**EXTRAIT FOURNI:**

I - LES LÉGENDES DE L'ALSACE
I - ÉPOQUE CELTIQUE LE MUR PAÏEN GAULOIS ET TEUTONS
Lorsqu'on parcourt ce vaste verger qui se nomme la plaine d'Alsace, l'il rencontre à l'horizon une bande ondulée d'un bleu sombre ; ce sont
les Vosges. Par-delà les moissons jaunes et les hautes houblonnières, par-dessus les champs de colza ou derrière les rideaux d'aulnes qui enveloppent les villages riants sans les cacher, partout vous apercevez cette bordure lointaine de croupes boisées ou de cimes abruptes qui attirent le regard et reposent la vue. C'est aussi vers cette chaîne de montagnes que nous reportent les plus anciennes traditions, les grandes légendes du pays, comme vers des lieux en quelque sorte sacrés.
Franchissons la zone des vignobles qui longent les
montagnes, engageons-nous dans une des nombreuses vallées latérales, et gagnons les cimes à travers les épaisses
forêts de chênes, de hêtres et de sapins : un autre spectacle s'ouvre à nos yeux. Du sommet du
Ballon, du Honeck, du Brésoir ou du Donon, le
relief des
montagnes se dessine. Au-dessus de l'enchevêtrement des vallées profondes, les sommets des Vosges émergent des
forêts comme des îles. Ce ne sont pas les pics escarpés des Alpes ni les plateaux monotones du Jura, mais de larges
dômes ou des dos allongés qui affectent la forme d'
animaux
gigantesques,
antédiluviens. Suivez ces crêtes rocheuses, promenez-vous sur ces landes, et vous vous croirez dans un autre monde. On dirait des lieux créés par la nature pour des réunions secrètes. La vie moderne s'est éloignée avec la plaine, qui prend d'ici les aspects changeants, les stries claires ou sombres d'une mer immense. Les
burgs, les châteaux-forts, les ruines innombrables disparaissent à nos pieds. Nous pénétrons, bien au delà du
moyen-âge, dans une région préhistorique. Sur la crête du Taenichel, qui descend du Brésoir aux châteaux de
Ribeauvillé, des rochers étranges bordent la
hauteur. Ce sont des blocs aux flancs creusés ou équarris. D'énormes
cairns surplombent l'abîme des
forêts ; ils profilent sur les nuages leurs têtes de sauriens ou allongent dans le vide des museaux de sangliers. Çà et là les sapins envahissent l'enceinte monumentale ; plus loin, un
chaos de rochers s'éboule dans les
bois. Partout, aux formes des pierres, à leurs entailles, à leurs dépressions on croit distinguer la main de l'homme sous les caprices de la nature. Un peuple disparu adorait-il ici ses
dieux terribles ? Vient l'orage ; de lourdes nuées enveloppent la
montagne ; l'éclair bleuit la lande blafarde ; les vallées se renvoient le bruit de la foudre, et, frappés d'épouvante, vous croirez voir le Tarann
gaulois lancer sa
hache de pierre contre les
angles de la
montagne et entendre la voix d'Esus sortir des
forêts fouettées par l'ouragan.

**CONSIGNE:**
Dans l'extrait fourni, quelle crête descend du Brésoir aux châteaux de Ribeauvillé ?

**EXTRAIT DES DONNÉES:**
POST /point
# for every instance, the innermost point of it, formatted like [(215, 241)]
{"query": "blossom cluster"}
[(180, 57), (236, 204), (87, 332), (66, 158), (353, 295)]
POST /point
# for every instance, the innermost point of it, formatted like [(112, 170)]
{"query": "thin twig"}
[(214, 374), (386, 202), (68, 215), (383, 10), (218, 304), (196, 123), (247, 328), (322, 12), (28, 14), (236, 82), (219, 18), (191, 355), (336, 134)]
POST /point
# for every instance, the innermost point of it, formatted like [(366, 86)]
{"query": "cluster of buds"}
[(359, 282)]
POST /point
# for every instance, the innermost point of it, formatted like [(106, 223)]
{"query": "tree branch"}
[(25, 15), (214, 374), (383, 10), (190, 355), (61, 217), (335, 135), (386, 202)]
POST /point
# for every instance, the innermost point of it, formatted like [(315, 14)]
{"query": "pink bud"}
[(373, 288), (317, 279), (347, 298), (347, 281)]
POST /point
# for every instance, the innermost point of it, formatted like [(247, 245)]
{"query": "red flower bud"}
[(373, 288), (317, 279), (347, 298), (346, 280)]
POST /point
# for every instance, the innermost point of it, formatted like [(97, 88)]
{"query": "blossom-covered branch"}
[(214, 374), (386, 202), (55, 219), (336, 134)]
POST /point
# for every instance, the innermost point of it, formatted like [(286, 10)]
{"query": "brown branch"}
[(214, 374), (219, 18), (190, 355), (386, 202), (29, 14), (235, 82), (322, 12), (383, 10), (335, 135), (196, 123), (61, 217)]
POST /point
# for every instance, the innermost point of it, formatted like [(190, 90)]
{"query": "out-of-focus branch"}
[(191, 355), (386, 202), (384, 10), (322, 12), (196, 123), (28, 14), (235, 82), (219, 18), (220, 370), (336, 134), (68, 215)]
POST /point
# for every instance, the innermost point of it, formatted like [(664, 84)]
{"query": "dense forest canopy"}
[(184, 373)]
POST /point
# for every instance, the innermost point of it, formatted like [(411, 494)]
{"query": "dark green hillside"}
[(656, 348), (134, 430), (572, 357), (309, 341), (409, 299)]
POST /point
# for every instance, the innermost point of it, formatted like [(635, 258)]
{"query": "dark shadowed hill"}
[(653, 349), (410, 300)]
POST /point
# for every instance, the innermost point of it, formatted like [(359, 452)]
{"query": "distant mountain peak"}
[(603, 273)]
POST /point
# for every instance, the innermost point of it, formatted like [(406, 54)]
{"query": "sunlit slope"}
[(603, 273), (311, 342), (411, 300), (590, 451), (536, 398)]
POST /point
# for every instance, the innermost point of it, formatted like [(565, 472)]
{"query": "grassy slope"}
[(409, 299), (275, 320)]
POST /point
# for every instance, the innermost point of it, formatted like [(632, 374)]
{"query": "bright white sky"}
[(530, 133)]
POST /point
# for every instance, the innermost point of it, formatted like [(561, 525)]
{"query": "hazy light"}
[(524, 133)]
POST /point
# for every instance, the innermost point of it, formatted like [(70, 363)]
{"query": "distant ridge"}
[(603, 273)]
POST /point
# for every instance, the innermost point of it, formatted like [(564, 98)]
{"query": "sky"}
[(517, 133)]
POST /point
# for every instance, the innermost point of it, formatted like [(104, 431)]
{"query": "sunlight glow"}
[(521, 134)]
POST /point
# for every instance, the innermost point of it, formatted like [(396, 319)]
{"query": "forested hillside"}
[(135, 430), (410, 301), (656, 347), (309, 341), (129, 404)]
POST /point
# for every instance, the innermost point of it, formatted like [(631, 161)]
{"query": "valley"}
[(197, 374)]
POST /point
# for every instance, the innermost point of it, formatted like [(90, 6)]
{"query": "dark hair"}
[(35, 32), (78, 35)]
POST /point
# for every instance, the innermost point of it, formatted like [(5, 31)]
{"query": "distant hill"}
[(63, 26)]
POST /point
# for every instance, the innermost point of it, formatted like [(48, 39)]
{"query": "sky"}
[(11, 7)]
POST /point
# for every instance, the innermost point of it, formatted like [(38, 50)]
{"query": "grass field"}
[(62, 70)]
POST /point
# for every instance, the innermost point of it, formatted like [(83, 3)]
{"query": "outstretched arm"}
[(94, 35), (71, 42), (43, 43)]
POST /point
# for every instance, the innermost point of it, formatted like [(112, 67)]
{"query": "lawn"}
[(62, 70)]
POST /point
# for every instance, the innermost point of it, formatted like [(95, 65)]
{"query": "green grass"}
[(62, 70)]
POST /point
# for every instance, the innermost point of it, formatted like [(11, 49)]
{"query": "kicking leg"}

**RÉPONSE RÉDIGÉE:**
La crête du Taenichel.